━━━ INFORMATION SUPPLIED ━━━

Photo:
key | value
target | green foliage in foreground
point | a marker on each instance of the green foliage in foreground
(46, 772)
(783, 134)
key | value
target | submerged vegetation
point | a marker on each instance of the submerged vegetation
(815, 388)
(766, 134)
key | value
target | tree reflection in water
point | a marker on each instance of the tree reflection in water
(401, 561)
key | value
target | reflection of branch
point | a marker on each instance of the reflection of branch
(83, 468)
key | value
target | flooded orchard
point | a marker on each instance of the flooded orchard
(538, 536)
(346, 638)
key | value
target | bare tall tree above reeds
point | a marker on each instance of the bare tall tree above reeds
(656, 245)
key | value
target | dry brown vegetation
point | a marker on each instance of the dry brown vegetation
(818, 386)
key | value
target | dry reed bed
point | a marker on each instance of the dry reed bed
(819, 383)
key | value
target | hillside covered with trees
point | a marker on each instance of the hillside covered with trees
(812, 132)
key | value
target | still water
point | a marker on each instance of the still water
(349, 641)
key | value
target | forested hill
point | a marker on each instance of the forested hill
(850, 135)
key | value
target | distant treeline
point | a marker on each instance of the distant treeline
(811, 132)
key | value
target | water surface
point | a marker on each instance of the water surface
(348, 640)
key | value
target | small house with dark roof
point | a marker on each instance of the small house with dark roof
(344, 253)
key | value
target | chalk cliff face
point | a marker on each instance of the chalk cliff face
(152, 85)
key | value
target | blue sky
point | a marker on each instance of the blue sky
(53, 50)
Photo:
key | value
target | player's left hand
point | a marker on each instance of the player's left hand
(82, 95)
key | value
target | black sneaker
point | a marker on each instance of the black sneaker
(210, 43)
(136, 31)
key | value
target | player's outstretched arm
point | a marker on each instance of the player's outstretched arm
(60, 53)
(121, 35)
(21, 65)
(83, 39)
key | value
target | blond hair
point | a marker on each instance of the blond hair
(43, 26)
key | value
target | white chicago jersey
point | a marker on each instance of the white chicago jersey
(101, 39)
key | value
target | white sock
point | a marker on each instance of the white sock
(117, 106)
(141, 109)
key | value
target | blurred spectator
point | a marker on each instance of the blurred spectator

━━━

== WHAT NEEDS TO BE DONE ==
Given the records above, reproduce precisely and only the lines between the line holding "point | a marker on each instance of the water" and the line holding "target | player's left hand", inclusive.

== WRITTEN ANSWER ==
point | a marker on each instance of the water surface
(348, 640)
key | value
target | small house with dark roof
point | a marker on each instance of the small house with dark roof
(344, 253)
key | value
target | chalk cliff face
point | a marker on each instance of the chalk cliff face
(152, 85)
key | value
target | blue sky
point | a marker on each instance of the blue sky
(53, 50)
Photo:
key | value
target | player's left hand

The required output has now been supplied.